# Passage shown
══════

He was, as we all know completely unacceptable to the ecclesiastical establishment (with its power and priveleges) of his time and place.

Just as Jesus would be completely unacceptable to all of the dreadfully sane self-righteous Christians who attended the World Family Congress. And at the Vatican or any of the seats of power of every state religion whether Protestant, "Catholic" or "Orthodox".

In contrast to all of the posturing and bombast of the above pharisees and their worldly power games Jesus was a rather humble, simply human, being. He had no social or political power and demonstrated freely given non-judgmental compassion to the socially and politicaly powerless. He demonstrated no concern for the search and exercise of worldly power.Indeed he was scathingly critical of those who, in his time and place exercised such powers.

He taught and demonstrated a Spiritual Way of Divine Communion as a constant life-experience of heart,and mind, and body. About authentic human freedom without any tradition-bound or political requirements.

══════

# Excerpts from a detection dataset
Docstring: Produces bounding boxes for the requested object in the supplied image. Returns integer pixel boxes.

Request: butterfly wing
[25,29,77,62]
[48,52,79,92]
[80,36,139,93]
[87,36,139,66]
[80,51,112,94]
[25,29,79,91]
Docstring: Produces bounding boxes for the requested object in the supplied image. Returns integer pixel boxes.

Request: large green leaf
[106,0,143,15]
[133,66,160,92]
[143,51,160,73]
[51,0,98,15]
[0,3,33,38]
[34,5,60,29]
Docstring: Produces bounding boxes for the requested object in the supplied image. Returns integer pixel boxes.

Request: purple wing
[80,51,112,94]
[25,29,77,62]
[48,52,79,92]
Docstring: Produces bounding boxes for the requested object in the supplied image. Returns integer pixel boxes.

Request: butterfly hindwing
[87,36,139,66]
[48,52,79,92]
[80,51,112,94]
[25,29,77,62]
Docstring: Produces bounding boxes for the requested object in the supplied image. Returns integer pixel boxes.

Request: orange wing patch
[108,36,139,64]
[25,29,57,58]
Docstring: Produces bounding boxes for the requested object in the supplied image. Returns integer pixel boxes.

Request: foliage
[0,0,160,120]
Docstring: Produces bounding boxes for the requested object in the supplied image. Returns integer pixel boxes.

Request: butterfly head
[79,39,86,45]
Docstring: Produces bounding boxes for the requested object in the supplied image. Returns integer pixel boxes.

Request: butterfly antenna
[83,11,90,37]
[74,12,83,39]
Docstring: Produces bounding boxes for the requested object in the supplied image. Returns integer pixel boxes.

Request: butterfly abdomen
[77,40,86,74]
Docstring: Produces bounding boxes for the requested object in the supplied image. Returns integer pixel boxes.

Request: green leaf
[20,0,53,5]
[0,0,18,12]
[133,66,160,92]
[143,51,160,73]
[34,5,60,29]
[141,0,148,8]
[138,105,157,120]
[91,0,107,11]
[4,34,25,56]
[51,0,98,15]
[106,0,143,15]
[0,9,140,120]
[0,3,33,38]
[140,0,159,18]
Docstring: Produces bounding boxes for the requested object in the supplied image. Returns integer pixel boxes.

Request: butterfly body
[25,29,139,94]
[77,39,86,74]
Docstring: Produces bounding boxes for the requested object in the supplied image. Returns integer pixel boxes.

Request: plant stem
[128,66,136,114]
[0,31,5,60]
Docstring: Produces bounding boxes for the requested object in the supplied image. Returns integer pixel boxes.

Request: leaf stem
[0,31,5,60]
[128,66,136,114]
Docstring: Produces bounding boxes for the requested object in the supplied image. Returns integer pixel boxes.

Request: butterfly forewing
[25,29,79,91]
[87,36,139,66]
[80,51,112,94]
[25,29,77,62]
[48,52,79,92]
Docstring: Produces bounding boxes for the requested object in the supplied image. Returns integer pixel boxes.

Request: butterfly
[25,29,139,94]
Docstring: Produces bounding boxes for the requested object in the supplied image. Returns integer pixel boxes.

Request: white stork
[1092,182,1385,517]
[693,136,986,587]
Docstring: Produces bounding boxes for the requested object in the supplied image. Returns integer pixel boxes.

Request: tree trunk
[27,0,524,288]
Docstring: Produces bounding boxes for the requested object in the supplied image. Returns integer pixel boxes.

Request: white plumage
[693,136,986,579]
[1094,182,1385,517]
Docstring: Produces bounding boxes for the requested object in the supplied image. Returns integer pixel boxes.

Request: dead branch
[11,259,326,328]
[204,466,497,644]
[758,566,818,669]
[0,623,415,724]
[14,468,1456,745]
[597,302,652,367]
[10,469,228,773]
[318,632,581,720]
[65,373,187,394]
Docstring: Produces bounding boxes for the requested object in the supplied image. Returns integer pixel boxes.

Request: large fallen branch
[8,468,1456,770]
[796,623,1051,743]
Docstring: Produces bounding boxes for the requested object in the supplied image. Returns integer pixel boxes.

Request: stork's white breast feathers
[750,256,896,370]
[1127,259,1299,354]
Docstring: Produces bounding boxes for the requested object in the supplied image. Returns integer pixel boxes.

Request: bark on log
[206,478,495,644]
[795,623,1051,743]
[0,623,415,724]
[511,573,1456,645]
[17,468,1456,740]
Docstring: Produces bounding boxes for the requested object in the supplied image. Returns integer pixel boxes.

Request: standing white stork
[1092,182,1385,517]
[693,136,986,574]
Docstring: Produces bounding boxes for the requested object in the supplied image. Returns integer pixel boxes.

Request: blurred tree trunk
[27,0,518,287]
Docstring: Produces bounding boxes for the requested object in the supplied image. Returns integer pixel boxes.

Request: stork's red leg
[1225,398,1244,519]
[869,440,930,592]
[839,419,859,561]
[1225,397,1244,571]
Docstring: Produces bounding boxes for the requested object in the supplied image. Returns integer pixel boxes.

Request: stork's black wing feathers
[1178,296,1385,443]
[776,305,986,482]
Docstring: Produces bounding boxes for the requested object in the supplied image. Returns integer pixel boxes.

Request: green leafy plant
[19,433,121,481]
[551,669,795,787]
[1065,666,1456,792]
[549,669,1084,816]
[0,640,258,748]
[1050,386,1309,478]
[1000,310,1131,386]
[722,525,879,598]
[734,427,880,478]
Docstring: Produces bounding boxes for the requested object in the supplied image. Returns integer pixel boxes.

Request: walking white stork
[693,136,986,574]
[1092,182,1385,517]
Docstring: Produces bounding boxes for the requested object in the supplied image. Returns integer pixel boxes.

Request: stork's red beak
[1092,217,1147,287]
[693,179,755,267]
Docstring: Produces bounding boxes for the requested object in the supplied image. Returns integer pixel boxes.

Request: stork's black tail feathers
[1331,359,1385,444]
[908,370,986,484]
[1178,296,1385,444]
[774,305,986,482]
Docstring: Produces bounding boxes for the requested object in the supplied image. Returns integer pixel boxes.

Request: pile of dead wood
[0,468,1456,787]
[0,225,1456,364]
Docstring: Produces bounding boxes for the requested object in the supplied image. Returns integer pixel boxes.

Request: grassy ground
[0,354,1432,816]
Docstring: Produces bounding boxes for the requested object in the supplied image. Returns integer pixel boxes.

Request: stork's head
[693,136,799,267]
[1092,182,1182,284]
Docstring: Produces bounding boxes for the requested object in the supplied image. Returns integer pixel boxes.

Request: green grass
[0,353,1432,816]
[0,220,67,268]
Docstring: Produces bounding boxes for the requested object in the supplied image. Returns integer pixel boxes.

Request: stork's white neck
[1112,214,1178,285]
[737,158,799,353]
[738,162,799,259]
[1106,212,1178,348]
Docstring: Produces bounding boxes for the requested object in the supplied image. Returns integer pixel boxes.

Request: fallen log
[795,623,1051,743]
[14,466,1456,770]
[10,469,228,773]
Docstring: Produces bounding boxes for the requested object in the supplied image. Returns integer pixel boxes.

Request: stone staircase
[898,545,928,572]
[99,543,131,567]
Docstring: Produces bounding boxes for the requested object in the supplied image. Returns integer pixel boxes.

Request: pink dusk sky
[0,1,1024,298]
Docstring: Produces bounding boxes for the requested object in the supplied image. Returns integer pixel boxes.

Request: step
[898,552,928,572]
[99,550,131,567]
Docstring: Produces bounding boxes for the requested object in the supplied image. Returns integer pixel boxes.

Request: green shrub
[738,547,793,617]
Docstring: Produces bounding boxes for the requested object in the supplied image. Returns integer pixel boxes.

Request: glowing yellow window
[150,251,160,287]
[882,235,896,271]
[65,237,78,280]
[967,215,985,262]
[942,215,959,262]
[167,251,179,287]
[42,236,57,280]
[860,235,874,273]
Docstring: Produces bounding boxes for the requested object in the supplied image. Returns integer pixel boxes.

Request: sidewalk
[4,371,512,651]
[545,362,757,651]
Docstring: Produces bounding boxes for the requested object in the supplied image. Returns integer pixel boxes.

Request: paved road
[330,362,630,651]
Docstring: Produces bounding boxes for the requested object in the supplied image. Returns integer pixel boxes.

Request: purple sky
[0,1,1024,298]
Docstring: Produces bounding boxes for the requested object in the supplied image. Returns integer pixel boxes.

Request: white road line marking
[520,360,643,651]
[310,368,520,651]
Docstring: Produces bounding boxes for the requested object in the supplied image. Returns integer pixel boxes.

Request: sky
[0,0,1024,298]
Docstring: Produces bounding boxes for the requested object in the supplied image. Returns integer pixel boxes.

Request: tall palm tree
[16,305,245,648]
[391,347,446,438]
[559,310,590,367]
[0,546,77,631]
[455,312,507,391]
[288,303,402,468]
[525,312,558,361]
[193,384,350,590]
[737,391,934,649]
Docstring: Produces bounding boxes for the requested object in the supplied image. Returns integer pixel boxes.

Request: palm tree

══════

Reproduce the passage about Jesus and the religious establishment word for word, in full.

# The solution
He was, as we all know completely unacceptable to the ecclesiastical establishment (with its power and priveleges) of his time and place.

Just as Jesus would be completely unacceptable to all of the dreadfully sane self-righteous Christians who attended the World Family Congress. And at the Vatican or any of the seats of power of every state religion whether Protestant, "Catholic" or "Orthodox".

In contrast to all of the posturing and bombast of the above pharisees and their worldly power games Jesus was a rather humble, simply human, being. He had no social or political power and demonstrated freely given non-judgmental compassion to the socially and politicaly powerless. He demonstrated no concern for the search and exercise of worldly power.Indeed he was scathingly critical of those who, in his time and place exercised such powers.

He taught and demonstrated a Spiritual Way of Divine Communion as a constant life-experience of heart,and mind, and body. About authentic human freedom without any tradition-bound or political requirements.